--- BEGIN Provided data ---
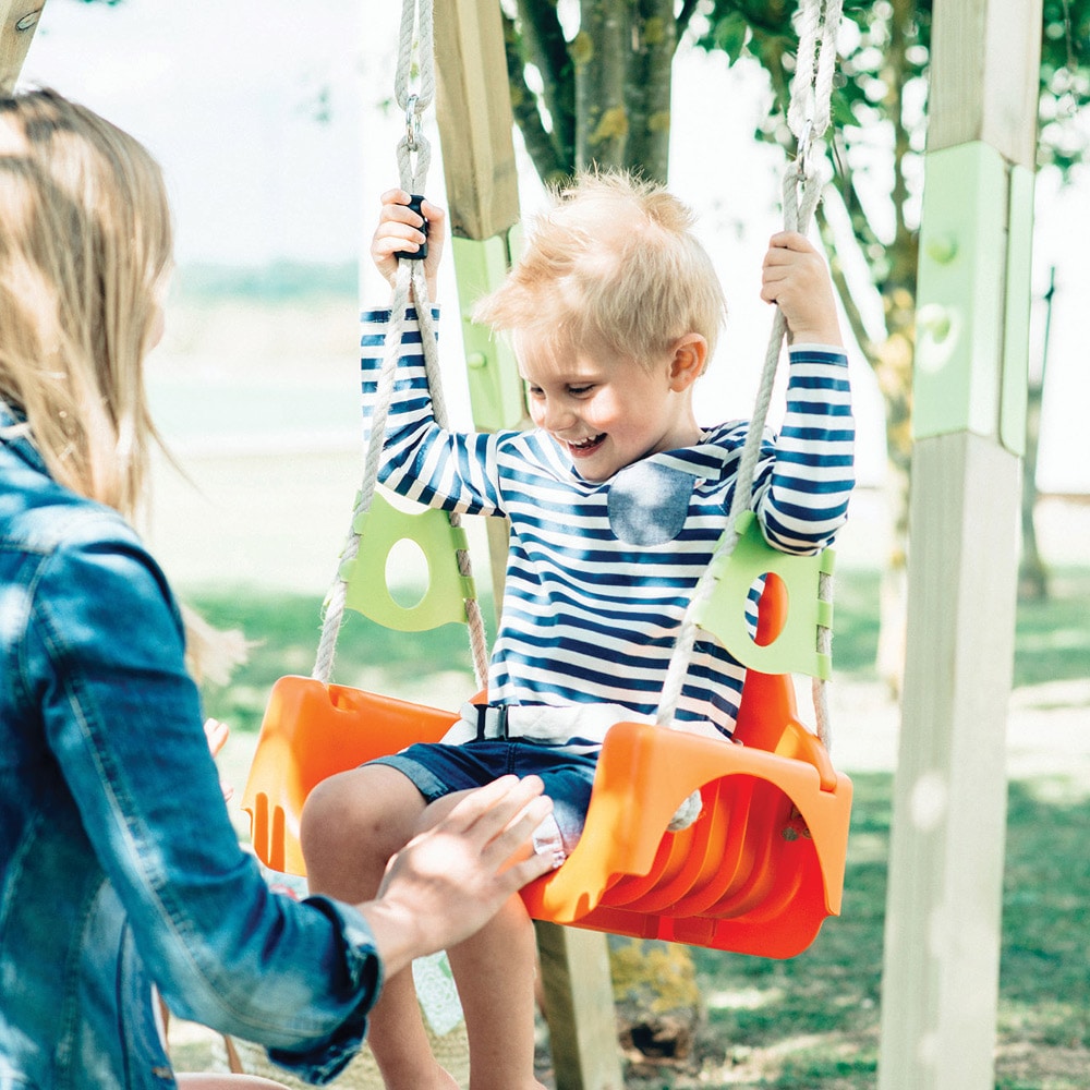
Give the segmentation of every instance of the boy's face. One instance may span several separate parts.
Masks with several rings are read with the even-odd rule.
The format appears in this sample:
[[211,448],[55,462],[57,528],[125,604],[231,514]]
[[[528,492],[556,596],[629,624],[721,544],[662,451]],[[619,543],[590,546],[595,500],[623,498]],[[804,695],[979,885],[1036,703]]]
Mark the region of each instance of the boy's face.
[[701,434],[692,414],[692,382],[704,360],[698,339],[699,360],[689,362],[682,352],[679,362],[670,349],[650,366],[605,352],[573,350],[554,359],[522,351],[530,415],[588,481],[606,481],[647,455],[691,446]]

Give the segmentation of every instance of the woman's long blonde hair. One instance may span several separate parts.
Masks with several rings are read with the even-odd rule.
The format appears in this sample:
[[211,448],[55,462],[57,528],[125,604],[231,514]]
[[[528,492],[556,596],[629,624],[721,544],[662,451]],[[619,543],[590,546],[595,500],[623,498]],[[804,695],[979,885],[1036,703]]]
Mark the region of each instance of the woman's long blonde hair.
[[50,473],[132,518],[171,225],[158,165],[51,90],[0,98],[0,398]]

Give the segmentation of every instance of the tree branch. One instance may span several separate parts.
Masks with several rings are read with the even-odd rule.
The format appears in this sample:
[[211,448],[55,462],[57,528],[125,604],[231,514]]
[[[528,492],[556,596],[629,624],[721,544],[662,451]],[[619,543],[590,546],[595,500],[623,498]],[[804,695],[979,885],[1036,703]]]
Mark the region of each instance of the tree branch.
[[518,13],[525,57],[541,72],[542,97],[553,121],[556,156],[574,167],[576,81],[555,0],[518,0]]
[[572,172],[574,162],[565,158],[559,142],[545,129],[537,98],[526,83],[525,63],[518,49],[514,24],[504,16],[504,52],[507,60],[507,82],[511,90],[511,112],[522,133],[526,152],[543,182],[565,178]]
--- END Provided data ---
--- BEGIN Provided data ---
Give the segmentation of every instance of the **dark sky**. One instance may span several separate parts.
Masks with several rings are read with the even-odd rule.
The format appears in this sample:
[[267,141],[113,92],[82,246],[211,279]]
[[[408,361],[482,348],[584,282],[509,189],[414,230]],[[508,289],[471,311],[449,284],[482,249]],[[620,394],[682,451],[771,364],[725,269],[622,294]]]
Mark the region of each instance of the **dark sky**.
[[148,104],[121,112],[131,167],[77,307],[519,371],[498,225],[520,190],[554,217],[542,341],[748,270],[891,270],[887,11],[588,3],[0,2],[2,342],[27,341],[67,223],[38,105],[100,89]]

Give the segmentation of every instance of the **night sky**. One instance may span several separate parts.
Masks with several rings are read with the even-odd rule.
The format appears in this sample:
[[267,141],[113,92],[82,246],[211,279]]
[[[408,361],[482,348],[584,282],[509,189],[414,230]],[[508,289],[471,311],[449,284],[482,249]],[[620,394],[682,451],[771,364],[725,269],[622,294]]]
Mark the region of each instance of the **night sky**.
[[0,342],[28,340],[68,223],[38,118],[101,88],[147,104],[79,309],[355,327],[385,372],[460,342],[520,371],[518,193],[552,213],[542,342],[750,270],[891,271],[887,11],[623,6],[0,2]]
--- END Provided data ---
— Goal —
Reproduce word for word the stretch of the records from the line containing "Give the segmentation of every instance of the woman's" through the line containing "[[50,473],[132,518],[171,225],[158,165],[51,90],[0,98],[0,398]]", including both of those lines and nothing else.

— Answer to this problem —
Give the segmentation of every instance of the woman's long blonde hair. One instance may span several separate parts.
Masks with several rings are read with the even-odd rule.
The format appears in this sample:
[[211,448],[55,462],[57,528],[125,604],[231,514]]
[[[528,492],[556,596],[629,624],[721,544],[662,451]],[[619,543],[590,546],[595,500],[623,498]],[[804,695],[979,885],[1036,703]]]
Mark the region of each instance of the woman's long blonde hair.
[[50,473],[132,518],[171,225],[158,165],[51,90],[0,98],[0,398]]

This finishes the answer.